§ **SOURCE DATA**
--- Start ---

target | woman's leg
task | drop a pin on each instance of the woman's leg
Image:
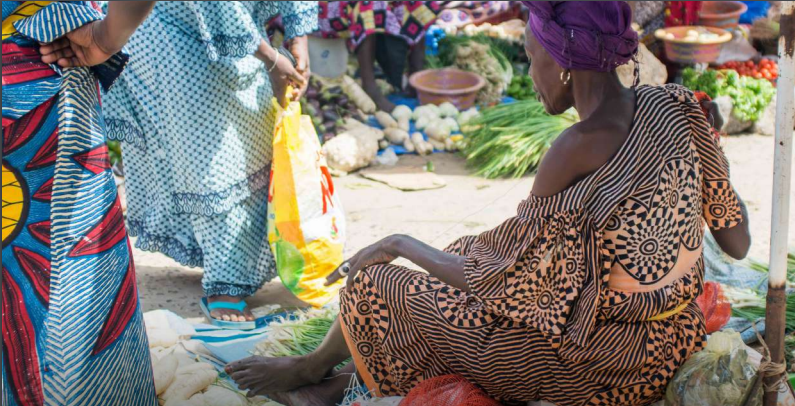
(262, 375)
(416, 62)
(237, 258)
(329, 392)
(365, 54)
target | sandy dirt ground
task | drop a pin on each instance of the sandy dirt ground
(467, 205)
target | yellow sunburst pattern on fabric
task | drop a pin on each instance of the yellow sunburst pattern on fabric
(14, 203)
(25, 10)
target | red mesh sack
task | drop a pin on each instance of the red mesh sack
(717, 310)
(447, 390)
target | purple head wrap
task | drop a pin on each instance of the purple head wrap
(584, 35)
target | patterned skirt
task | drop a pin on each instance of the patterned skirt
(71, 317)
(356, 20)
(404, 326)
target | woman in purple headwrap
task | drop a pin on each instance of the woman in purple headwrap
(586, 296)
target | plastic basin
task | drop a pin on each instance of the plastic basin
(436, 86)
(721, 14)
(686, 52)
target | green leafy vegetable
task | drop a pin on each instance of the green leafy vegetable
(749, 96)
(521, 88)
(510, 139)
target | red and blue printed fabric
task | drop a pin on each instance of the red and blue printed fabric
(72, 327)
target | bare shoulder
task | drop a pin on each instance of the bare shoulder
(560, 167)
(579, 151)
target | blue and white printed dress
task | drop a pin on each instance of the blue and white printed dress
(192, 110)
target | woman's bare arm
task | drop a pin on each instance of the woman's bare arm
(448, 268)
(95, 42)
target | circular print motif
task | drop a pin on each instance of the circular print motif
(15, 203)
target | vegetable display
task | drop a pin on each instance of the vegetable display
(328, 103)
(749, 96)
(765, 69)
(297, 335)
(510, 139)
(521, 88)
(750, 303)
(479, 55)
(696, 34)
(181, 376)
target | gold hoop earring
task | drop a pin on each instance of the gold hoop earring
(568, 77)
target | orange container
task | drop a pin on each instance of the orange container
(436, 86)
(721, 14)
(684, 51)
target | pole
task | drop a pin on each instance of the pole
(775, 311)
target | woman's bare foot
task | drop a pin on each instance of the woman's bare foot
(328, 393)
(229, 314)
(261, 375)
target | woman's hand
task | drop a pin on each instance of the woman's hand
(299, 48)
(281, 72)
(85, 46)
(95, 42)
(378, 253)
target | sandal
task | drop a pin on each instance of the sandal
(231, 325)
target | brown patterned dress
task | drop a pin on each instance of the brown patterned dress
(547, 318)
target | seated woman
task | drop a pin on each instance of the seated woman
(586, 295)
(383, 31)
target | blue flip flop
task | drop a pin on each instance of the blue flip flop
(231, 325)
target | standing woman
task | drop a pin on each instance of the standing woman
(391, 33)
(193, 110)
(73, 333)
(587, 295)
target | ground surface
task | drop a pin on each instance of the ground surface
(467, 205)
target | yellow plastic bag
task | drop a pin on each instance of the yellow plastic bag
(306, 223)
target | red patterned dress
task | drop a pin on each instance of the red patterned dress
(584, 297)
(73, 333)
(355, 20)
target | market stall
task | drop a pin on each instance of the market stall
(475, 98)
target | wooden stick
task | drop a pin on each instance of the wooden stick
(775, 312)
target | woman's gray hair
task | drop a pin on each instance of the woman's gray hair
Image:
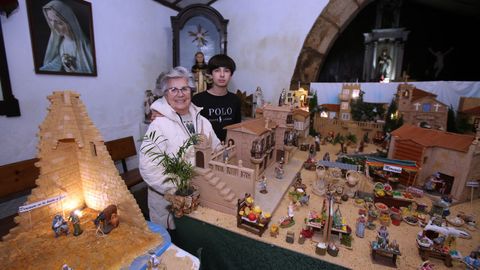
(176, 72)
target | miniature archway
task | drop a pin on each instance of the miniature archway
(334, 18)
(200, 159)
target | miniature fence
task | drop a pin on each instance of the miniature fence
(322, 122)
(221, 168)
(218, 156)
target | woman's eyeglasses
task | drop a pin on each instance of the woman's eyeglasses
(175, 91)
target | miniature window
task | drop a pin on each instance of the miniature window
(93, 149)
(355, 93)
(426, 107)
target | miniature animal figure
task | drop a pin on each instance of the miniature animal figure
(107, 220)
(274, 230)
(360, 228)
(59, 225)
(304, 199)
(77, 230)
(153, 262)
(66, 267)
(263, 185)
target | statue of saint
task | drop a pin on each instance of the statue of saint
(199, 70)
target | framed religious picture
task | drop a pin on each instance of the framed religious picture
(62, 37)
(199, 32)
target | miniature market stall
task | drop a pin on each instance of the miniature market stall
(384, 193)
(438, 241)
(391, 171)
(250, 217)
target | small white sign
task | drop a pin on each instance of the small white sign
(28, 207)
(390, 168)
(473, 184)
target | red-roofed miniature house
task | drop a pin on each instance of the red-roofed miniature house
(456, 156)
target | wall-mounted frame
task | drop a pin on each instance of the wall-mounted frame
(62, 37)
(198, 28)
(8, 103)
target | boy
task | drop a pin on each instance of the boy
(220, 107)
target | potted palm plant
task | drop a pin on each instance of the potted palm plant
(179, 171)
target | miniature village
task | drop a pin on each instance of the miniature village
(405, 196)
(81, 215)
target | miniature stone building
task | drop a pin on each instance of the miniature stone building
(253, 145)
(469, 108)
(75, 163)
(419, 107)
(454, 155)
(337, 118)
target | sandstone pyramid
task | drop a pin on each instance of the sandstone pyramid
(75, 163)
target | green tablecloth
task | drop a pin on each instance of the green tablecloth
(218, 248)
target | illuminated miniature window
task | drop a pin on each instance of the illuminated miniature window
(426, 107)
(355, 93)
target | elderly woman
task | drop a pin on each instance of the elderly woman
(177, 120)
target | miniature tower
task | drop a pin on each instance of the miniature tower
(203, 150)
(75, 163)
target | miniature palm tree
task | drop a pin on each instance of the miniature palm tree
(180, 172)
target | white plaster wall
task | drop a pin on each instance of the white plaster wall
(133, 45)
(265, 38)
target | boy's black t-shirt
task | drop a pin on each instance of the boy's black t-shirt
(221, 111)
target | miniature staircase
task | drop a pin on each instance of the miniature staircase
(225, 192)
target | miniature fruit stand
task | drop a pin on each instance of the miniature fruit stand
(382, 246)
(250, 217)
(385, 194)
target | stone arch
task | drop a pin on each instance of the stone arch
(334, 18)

--- End ---
--- Start ---

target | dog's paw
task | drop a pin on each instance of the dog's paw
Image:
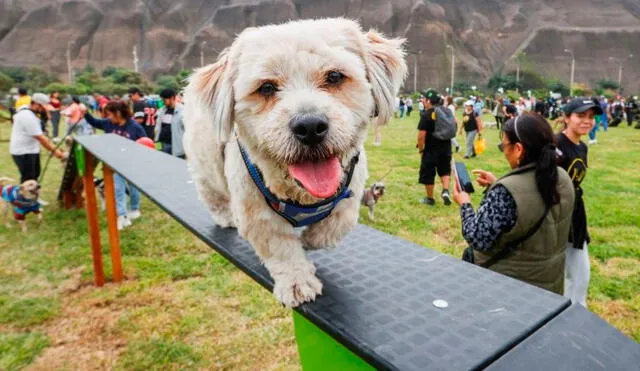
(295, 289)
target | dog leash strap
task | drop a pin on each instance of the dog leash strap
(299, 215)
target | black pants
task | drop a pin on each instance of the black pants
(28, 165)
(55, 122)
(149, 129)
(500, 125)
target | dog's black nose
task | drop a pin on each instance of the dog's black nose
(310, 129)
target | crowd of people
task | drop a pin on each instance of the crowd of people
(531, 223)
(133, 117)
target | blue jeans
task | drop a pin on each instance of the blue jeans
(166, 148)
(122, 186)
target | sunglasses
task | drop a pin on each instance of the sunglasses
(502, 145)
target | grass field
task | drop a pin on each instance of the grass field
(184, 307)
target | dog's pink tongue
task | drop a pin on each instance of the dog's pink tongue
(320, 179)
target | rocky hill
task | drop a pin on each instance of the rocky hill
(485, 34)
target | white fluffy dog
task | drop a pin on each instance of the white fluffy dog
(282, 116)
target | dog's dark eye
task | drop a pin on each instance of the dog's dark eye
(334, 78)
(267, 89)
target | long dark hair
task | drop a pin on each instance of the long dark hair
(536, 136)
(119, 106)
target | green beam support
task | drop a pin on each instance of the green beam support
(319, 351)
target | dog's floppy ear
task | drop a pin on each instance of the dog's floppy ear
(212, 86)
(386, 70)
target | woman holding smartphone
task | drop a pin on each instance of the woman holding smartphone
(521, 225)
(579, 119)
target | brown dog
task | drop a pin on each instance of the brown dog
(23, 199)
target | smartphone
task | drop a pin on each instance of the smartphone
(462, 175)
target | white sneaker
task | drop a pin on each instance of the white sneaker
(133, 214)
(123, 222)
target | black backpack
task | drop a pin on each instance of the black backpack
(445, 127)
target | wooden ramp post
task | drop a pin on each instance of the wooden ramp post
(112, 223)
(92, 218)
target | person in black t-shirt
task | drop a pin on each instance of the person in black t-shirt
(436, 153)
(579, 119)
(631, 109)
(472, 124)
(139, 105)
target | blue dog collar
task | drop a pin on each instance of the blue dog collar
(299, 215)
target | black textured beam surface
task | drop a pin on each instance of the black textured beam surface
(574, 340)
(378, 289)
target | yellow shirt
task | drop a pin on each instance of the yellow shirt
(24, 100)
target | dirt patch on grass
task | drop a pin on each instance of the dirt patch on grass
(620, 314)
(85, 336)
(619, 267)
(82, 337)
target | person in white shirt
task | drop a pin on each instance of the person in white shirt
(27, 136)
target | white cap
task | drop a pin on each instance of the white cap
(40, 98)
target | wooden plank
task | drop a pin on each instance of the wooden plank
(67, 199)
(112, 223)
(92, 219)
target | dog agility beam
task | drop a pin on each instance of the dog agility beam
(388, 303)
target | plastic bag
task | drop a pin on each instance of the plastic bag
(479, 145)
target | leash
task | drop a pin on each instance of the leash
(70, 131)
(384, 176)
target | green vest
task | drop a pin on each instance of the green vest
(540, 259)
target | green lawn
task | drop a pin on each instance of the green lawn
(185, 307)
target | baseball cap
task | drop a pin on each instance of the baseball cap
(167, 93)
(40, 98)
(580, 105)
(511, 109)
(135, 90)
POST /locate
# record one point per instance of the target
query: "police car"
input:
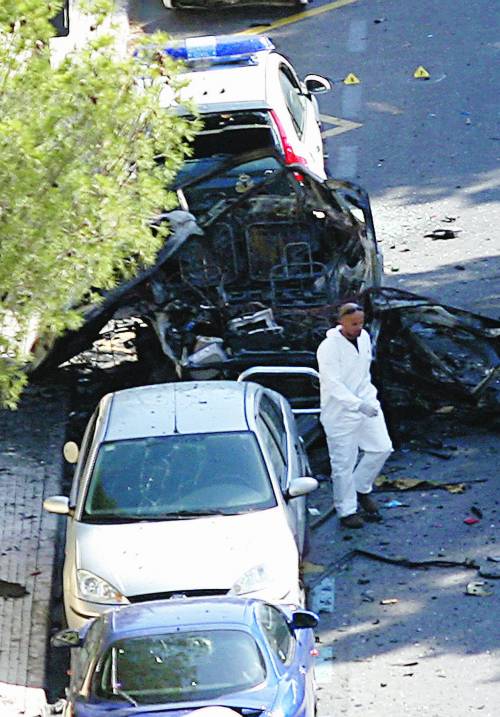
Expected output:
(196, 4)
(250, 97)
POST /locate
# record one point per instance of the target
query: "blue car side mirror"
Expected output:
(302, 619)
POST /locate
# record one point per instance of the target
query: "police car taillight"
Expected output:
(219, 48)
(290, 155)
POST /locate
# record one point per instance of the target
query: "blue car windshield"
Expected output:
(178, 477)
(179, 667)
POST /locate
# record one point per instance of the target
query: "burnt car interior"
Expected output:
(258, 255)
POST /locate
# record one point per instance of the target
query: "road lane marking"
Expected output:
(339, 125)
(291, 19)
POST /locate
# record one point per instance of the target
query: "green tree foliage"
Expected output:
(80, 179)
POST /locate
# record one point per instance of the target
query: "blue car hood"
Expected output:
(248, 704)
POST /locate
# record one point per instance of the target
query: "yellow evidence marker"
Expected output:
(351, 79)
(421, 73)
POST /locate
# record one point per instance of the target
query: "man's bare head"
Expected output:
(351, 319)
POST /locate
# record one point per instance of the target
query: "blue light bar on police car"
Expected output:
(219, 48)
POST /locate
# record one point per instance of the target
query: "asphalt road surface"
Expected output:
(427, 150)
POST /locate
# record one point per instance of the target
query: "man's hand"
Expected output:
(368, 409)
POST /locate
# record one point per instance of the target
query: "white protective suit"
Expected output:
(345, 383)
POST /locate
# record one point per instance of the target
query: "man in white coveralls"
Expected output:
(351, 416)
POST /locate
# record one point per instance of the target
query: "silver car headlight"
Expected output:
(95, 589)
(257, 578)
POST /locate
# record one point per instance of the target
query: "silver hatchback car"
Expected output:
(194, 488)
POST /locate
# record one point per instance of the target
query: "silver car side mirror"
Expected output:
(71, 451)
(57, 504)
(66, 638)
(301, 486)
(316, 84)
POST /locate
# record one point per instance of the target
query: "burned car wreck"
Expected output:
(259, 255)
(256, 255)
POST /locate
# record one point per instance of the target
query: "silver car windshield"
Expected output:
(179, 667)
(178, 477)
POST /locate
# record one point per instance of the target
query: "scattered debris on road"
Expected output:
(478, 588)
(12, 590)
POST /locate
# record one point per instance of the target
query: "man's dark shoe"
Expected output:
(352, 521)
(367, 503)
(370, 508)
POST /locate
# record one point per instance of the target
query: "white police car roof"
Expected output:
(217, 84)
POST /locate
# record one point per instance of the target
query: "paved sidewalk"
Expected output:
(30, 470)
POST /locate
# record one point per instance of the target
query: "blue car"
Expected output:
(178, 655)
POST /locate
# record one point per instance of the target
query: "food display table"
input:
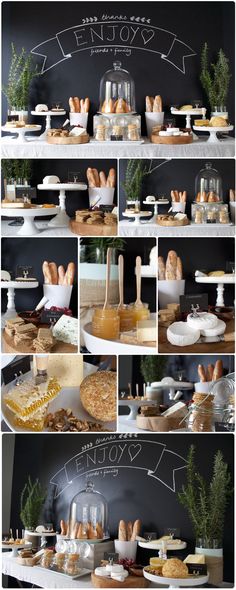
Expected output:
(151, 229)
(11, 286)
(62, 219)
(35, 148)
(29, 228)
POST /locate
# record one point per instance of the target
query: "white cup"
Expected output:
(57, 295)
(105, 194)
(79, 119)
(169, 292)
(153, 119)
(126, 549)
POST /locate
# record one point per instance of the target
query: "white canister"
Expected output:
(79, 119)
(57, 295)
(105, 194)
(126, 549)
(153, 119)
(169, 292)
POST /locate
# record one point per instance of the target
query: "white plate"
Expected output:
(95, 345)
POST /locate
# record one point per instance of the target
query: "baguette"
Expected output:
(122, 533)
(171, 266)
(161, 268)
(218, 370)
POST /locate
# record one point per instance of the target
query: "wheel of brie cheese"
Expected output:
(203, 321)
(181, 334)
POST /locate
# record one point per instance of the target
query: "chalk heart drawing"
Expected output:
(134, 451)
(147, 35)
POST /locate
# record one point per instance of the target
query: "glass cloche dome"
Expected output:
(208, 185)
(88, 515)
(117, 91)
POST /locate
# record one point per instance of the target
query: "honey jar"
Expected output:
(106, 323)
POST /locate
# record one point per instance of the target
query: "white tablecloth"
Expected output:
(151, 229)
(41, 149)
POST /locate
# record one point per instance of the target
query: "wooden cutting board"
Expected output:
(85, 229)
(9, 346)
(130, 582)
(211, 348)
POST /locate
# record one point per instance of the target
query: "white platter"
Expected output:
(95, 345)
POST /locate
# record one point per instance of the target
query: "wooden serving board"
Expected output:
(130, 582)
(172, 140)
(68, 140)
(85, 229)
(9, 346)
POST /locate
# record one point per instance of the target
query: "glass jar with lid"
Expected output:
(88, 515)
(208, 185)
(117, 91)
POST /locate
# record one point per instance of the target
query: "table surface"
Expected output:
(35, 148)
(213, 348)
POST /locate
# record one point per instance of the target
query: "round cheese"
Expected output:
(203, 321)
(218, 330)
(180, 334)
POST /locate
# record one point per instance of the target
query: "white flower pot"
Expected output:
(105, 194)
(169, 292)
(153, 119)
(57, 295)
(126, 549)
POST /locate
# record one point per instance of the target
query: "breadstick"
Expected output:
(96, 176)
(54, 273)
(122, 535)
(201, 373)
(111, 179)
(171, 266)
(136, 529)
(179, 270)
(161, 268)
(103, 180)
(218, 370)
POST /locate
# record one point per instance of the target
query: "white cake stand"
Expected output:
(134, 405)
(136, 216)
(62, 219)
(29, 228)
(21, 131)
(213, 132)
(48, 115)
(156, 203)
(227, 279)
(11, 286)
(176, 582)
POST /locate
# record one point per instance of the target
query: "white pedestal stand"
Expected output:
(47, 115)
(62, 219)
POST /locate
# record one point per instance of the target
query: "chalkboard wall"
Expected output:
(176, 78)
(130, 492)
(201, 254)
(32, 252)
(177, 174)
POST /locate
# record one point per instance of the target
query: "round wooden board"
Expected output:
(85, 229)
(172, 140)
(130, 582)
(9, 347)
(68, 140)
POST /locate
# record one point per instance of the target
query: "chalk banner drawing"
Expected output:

--- End ---
--- Start ---

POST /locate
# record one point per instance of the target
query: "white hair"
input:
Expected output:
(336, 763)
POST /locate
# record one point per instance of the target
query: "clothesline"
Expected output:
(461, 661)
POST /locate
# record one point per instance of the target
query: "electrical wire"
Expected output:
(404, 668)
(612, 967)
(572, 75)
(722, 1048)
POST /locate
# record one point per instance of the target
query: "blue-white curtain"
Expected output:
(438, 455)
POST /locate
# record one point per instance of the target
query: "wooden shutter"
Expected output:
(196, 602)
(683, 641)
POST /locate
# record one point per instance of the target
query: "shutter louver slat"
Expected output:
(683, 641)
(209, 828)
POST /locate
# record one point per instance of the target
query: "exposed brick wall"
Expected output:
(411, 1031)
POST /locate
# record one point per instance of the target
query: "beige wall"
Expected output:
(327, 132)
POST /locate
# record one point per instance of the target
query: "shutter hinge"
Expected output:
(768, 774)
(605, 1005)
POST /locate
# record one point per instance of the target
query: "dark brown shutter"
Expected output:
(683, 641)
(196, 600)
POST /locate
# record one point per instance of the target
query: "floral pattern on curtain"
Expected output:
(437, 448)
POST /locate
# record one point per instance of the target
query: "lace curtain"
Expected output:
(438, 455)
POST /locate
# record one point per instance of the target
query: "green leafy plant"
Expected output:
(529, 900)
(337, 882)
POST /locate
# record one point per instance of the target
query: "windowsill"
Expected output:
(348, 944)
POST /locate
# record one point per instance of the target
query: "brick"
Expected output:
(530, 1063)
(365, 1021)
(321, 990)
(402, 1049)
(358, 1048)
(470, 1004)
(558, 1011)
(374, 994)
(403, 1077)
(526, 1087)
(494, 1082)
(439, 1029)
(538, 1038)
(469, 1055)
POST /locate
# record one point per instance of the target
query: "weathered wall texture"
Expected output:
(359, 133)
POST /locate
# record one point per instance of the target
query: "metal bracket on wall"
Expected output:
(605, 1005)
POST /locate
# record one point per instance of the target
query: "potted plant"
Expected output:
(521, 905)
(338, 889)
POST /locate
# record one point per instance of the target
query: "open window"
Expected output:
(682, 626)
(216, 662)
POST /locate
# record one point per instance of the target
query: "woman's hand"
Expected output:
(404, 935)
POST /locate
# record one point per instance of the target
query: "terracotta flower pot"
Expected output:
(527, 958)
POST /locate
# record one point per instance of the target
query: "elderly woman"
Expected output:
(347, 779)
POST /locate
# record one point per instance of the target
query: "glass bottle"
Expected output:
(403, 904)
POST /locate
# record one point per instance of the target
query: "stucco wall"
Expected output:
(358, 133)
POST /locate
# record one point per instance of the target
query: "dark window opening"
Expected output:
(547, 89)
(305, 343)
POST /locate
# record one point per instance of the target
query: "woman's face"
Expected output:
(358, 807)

--- End ---

§ **EXERCISE INSTRUCTIONS**
Count the lines in the listing above that contain the word "tower". Reply with the number alone.

§ **FINAL ANSWER**
2